=== Begin Enclosure ===

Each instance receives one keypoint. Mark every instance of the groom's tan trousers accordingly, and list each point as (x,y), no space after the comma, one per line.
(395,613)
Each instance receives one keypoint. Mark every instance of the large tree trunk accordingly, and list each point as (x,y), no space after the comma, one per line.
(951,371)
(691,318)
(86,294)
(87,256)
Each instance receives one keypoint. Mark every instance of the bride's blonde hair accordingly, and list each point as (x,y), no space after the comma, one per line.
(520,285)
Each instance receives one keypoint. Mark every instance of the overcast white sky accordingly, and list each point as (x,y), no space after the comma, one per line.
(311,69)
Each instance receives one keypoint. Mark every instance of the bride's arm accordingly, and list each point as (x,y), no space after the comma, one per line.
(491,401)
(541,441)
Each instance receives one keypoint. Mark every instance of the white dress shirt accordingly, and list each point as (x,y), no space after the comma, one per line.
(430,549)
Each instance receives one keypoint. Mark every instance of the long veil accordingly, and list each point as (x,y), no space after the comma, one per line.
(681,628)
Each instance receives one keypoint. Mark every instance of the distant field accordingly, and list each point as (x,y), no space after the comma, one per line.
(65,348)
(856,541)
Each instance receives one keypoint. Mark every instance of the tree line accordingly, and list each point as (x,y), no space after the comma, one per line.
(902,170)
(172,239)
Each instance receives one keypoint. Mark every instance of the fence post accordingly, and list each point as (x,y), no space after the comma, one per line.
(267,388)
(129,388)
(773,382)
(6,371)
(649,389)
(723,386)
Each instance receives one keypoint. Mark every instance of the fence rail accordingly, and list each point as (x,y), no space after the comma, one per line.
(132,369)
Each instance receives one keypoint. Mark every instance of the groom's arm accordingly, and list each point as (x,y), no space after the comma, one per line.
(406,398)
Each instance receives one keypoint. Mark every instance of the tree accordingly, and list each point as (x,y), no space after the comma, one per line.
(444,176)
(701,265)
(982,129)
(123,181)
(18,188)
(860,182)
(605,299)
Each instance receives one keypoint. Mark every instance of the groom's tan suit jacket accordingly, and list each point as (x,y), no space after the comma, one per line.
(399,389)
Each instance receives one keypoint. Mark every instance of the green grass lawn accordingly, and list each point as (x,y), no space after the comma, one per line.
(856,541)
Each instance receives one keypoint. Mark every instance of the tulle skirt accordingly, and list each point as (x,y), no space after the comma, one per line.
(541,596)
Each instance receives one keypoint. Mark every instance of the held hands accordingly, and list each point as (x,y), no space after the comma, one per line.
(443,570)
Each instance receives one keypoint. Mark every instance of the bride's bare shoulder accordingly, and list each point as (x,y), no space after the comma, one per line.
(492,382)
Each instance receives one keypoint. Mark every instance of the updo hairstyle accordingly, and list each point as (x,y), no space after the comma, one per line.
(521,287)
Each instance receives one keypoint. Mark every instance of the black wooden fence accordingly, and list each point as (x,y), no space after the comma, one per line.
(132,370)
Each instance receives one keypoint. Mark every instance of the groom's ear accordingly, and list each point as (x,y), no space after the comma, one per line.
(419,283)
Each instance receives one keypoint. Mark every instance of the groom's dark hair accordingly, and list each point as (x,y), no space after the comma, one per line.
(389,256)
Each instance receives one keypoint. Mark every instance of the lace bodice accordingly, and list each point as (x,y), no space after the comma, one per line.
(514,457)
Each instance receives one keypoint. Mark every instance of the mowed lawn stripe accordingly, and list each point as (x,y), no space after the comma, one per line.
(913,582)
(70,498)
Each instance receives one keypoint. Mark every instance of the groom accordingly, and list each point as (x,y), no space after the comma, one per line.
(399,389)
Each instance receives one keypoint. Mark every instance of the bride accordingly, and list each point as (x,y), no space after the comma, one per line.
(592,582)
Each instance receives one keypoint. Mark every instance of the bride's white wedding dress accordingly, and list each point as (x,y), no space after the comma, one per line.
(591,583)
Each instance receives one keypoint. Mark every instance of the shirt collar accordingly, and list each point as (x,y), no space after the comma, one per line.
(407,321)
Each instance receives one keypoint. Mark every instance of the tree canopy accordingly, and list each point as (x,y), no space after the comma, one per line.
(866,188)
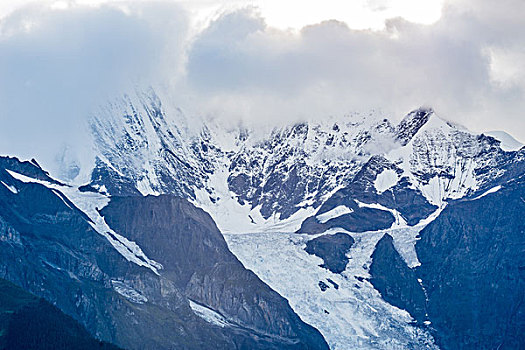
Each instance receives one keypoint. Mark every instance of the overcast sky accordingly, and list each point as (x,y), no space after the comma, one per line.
(254,60)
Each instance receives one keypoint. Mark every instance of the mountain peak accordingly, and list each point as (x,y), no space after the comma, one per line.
(412,123)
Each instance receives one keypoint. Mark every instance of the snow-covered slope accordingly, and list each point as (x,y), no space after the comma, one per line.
(251,181)
(358,174)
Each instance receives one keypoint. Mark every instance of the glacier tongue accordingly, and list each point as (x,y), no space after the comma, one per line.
(353,316)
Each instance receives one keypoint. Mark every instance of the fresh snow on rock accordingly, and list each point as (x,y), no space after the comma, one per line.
(209,315)
(385,180)
(508,143)
(492,190)
(354,316)
(334,213)
(10,188)
(89,203)
(129,293)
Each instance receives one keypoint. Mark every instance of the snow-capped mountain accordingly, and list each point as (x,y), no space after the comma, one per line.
(250,182)
(340,217)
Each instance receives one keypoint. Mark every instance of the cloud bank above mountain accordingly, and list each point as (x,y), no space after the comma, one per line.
(56,64)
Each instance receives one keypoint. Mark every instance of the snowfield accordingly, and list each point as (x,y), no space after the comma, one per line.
(352,316)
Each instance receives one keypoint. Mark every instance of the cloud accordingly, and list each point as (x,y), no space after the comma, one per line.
(58,64)
(460,65)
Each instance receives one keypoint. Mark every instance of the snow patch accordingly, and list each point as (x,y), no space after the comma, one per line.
(129,293)
(385,180)
(334,213)
(354,316)
(90,203)
(10,188)
(492,190)
(209,315)
(507,142)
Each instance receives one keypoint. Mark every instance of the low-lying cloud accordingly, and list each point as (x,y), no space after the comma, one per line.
(57,65)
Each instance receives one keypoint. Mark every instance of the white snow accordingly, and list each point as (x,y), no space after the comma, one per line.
(357,318)
(128,292)
(232,217)
(209,315)
(508,143)
(10,188)
(399,220)
(90,203)
(492,190)
(385,180)
(334,213)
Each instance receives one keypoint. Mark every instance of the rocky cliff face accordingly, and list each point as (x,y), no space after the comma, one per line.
(195,257)
(51,248)
(473,270)
(403,172)
(396,282)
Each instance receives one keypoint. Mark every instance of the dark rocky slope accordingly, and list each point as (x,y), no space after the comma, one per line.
(473,269)
(48,247)
(332,249)
(186,241)
(29,322)
(396,282)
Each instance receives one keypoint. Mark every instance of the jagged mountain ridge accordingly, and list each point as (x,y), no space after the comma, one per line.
(286,176)
(356,176)
(55,242)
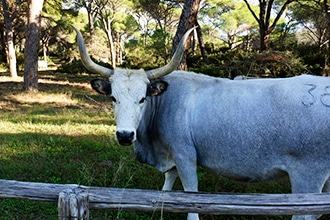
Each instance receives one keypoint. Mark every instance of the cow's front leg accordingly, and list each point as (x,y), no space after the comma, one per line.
(170,177)
(188,176)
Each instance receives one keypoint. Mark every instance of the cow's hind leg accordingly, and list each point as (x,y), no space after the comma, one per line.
(170,177)
(308,182)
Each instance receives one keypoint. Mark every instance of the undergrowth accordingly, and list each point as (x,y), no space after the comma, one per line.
(64,134)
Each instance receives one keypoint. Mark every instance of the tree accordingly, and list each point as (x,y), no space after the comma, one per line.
(188,19)
(91,7)
(231,18)
(10,12)
(32,45)
(266,26)
(314,16)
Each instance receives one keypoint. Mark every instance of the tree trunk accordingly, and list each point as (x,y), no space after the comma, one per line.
(32,45)
(9,39)
(264,19)
(188,20)
(201,45)
(90,18)
(107,28)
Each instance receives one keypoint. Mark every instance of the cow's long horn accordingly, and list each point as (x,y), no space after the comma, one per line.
(87,61)
(175,61)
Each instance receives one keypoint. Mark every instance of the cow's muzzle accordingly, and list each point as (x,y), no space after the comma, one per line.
(125,138)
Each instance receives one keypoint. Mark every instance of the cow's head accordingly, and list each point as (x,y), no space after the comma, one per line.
(128,89)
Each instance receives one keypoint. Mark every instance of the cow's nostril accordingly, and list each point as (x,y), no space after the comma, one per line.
(125,137)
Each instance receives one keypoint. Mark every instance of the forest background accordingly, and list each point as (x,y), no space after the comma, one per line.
(62,132)
(237,37)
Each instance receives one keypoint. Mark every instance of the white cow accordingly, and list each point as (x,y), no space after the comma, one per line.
(251,130)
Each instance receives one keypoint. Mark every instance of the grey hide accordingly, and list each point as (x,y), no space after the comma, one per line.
(250,130)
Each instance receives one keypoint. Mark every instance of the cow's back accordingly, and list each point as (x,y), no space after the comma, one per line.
(253,129)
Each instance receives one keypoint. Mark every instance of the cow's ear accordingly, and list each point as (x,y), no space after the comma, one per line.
(101,86)
(156,87)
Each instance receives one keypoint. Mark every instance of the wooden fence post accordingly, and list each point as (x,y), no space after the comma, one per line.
(73,204)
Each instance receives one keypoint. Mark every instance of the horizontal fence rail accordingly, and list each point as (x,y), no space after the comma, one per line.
(172,201)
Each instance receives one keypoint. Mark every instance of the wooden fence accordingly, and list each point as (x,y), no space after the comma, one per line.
(74,201)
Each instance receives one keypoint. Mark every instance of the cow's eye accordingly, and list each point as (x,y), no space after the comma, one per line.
(113,99)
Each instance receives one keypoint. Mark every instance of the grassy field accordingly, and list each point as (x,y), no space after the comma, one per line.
(64,134)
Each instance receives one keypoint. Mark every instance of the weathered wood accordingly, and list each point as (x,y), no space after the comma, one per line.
(73,204)
(150,200)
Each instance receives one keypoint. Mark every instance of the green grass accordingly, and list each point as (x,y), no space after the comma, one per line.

=== End Enclosure ===

= EXERCISE OBJECTIVE =
Each line from the one containing "of the grassy" to the final line above should be written out exactly; please omit the others.

= TASK RESULT =
Each instance receives one keypoint. Mark every instance of the grassy field accordingly, and list each point as (x,y), no space after the comma, one per line.
(64,134)
Each instance receives one keypoint. Mark every instance of the weathered wood accordingly, and list each point as (x,y), no space after the comma, one per line.
(73,204)
(150,200)
Each instance receives one keypoint. Mark every instance of the green grass accordingly, and list each point as (x,y), no space after the comma, one per line.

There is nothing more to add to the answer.